• PROBLEM STATEMENT:
Set out each line of all the records below as a numbered list, skipping any blank lines.

• DATA FOR THE TASK:
※

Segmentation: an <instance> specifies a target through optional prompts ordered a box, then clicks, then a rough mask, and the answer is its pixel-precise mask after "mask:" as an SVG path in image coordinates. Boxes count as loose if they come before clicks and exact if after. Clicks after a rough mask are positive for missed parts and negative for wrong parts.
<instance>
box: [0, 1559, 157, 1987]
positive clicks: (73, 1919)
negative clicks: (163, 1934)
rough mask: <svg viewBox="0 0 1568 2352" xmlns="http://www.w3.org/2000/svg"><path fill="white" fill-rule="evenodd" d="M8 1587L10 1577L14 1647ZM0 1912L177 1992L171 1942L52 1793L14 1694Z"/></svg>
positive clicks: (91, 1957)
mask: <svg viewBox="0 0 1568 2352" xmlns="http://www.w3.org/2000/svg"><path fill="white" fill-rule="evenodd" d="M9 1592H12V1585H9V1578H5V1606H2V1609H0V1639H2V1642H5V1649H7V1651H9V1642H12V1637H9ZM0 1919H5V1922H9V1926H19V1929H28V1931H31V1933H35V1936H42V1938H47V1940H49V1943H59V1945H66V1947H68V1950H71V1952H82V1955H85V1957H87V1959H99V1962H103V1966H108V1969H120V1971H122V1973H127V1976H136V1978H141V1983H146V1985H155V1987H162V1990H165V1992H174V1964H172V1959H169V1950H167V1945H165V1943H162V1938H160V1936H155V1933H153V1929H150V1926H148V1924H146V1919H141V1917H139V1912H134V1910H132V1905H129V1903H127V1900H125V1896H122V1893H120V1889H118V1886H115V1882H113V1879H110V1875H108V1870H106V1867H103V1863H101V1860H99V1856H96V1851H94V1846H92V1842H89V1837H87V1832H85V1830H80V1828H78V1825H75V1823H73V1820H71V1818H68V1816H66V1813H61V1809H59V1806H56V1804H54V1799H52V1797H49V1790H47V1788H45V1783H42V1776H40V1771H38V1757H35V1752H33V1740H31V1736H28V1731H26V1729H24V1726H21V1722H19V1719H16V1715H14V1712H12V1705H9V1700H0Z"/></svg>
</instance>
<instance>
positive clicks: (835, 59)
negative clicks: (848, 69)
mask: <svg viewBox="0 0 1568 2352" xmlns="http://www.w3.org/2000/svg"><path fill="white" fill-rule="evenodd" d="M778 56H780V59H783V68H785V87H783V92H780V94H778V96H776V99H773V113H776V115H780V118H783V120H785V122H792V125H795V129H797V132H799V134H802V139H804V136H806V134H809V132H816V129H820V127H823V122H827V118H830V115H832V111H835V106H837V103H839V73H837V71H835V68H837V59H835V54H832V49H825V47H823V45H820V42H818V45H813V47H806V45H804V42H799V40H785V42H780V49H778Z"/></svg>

※

• ANSWER SECTION:
1. Segmentation: an <instance> specifies a target through optional prompts ordered a box, then clicks, then a rough mask, and the answer is its pixel-precise mask after "mask:" as an SVG path in image coordinates. Boxes count as loose if they come before clicks and exact if after. Clicks after a rough mask are positive for missed parts and negative for wrong parts.
2. <instance>
3. box: [0, 1559, 157, 1987]
4. positive clicks: (73, 1919)
5. negative clicks: (163, 1934)
6. rough mask: <svg viewBox="0 0 1568 2352" xmlns="http://www.w3.org/2000/svg"><path fill="white" fill-rule="evenodd" d="M8 1587L10 1577L14 1647ZM0 1912L177 1992L171 1942L52 1793L14 1694Z"/></svg>
7. positive clicks: (91, 1957)
8. mask: <svg viewBox="0 0 1568 2352" xmlns="http://www.w3.org/2000/svg"><path fill="white" fill-rule="evenodd" d="M9 1592H12V1585H9V1578H5V1606H2V1609H0V1639H2V1642H5V1649H7V1651H9V1642H12V1637H9ZM0 1919H5V1922H9V1926H19V1929H28V1931H31V1933H35V1936H42V1938H47V1940H49V1943H59V1945H66V1947H68V1950H71V1952H82V1955H85V1957H87V1959H99V1962H103V1966H108V1969H120V1971H122V1973H127V1976H136V1978H141V1983H146V1985H155V1987H162V1990H165V1992H174V1964H172V1959H169V1950H167V1945H165V1943H162V1938H160V1936H155V1933H153V1929H150V1926H148V1924H146V1919H141V1917H139V1912H134V1910H132V1905H129V1903H127V1900H125V1896H122V1893H120V1889H118V1886H115V1882H113V1879H110V1875H108V1870H106V1867H103V1863H101V1860H99V1856H96V1851H94V1846H92V1842H89V1837H87V1832H85V1830H80V1828H78V1825H75V1823H73V1820H71V1818H68V1816H66V1813H61V1809H59V1806H56V1804H54V1799H52V1797H49V1790H47V1788H45V1783H42V1776H40V1771H38V1757H35V1752H33V1740H31V1736H28V1731H26V1729H24V1726H21V1722H19V1719H16V1715H14V1712H12V1705H9V1700H0Z"/></svg>
9. </instance>
10. <instance>
11. positive clicks: (835, 59)
12. negative clicks: (848, 69)
13. mask: <svg viewBox="0 0 1568 2352" xmlns="http://www.w3.org/2000/svg"><path fill="white" fill-rule="evenodd" d="M778 56H780V59H783V68H785V87H783V92H780V94H778V96H776V99H773V113H776V115H780V118H783V120H785V122H792V125H795V129H797V132H799V134H802V139H804V136H806V134H809V132H816V129H820V127H823V122H827V118H830V115H832V111H835V106H837V103H839V73H837V71H835V68H837V59H835V54H832V49H825V47H823V45H820V42H818V45H813V47H806V45H804V42H799V40H785V42H780V49H778Z"/></svg>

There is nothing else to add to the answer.